RECORDS TO PROCESS section start

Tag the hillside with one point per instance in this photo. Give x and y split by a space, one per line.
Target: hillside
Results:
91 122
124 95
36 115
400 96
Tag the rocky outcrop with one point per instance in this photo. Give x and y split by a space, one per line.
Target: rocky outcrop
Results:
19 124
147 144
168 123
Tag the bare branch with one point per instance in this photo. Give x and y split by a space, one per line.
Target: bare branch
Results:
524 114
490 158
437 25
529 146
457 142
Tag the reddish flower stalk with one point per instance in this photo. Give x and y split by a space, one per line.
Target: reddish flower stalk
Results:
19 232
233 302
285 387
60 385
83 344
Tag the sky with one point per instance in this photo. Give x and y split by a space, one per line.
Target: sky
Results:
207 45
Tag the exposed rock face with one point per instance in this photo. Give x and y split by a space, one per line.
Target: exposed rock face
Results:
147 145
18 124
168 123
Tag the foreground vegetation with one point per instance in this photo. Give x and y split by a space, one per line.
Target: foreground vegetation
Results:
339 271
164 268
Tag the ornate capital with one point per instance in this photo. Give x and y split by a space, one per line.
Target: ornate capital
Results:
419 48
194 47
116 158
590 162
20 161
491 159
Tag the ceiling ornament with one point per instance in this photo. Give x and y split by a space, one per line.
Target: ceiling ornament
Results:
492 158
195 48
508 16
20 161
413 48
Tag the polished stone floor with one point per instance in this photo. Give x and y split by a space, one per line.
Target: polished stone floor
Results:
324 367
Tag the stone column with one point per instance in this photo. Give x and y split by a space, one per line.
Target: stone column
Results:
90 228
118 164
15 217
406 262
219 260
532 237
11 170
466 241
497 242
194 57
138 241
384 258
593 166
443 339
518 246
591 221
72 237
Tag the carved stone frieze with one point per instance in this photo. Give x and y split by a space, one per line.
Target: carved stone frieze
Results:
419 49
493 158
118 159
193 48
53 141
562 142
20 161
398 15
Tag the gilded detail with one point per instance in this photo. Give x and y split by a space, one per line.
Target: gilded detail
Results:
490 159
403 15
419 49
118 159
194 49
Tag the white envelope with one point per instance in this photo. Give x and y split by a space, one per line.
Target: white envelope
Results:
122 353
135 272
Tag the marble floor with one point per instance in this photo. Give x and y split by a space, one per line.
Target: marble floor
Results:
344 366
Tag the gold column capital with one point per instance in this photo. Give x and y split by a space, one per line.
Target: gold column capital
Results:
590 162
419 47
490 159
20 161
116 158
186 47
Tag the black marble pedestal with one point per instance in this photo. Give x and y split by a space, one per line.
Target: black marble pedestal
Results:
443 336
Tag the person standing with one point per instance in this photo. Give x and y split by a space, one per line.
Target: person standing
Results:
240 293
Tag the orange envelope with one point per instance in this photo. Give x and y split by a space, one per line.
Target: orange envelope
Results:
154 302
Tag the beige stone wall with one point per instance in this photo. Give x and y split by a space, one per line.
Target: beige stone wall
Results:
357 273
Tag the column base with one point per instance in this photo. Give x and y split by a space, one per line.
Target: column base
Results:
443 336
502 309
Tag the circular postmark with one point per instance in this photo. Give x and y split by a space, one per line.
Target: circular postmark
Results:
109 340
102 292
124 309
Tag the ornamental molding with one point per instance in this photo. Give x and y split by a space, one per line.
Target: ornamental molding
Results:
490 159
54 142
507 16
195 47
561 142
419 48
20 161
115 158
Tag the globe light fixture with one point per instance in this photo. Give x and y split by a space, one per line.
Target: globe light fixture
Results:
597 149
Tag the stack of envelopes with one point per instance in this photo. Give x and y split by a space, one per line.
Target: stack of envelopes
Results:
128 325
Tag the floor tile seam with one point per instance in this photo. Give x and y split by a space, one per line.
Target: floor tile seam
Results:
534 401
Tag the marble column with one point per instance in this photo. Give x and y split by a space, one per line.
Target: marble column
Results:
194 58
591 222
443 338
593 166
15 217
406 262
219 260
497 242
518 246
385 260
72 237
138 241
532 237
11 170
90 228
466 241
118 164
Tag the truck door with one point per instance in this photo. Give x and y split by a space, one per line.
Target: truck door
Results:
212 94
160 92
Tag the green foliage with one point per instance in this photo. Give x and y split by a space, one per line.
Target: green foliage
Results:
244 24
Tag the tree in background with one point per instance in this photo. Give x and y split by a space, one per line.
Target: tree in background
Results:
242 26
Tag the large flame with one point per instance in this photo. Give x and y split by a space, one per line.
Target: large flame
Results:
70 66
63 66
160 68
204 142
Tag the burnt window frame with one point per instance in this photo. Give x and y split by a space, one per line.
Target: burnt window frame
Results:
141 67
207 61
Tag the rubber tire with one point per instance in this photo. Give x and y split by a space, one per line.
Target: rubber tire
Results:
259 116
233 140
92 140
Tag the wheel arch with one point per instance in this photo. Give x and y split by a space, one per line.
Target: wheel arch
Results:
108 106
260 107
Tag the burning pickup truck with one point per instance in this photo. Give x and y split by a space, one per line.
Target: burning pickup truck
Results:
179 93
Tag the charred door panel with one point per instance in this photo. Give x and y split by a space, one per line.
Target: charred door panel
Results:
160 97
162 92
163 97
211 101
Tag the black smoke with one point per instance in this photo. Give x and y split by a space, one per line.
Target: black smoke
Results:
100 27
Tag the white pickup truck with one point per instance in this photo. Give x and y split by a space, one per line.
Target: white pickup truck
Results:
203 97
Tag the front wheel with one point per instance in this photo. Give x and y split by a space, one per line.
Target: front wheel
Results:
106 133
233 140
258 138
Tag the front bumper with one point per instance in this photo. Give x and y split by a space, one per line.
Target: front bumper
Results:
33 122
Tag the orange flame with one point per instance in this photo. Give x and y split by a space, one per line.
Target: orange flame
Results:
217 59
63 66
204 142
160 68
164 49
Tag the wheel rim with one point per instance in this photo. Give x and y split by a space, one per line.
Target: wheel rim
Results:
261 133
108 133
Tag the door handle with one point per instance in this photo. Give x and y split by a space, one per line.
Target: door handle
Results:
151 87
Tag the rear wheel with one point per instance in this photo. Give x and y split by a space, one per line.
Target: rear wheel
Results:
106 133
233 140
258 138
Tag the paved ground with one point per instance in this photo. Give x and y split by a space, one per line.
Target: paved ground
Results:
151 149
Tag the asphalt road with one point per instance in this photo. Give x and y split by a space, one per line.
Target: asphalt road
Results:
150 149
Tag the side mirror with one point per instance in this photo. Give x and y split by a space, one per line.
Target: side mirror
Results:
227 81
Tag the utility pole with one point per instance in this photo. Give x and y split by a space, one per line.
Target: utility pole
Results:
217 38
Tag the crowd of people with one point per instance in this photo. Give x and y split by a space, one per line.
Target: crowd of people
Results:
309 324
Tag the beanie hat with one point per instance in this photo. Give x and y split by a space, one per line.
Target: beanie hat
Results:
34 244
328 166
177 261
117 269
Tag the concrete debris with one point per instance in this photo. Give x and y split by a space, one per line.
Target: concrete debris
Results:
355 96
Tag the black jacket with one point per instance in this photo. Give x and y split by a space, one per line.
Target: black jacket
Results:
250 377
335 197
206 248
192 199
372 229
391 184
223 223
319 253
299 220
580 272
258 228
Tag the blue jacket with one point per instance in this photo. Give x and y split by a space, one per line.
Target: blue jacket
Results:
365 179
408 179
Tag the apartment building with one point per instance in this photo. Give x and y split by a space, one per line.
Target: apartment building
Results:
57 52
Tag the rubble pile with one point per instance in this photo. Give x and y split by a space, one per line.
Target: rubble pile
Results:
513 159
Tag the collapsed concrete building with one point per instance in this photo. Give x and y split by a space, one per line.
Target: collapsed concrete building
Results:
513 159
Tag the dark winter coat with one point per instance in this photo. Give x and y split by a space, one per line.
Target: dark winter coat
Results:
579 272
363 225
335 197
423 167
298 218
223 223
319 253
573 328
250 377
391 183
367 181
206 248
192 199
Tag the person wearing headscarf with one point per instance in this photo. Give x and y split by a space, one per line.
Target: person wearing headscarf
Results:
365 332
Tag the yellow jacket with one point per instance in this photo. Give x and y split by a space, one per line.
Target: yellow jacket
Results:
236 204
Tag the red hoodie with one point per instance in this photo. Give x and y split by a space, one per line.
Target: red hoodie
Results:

RECORDS TO PROCESS section end

WHAT YOU HAVE TO DO - Read the listing above, then copy every line that includes the string "face".

ANSWER -
Tag the exposed rock face with one point per instance in this photo. Give x and y split by a space, one per line.
Target: exposed rock face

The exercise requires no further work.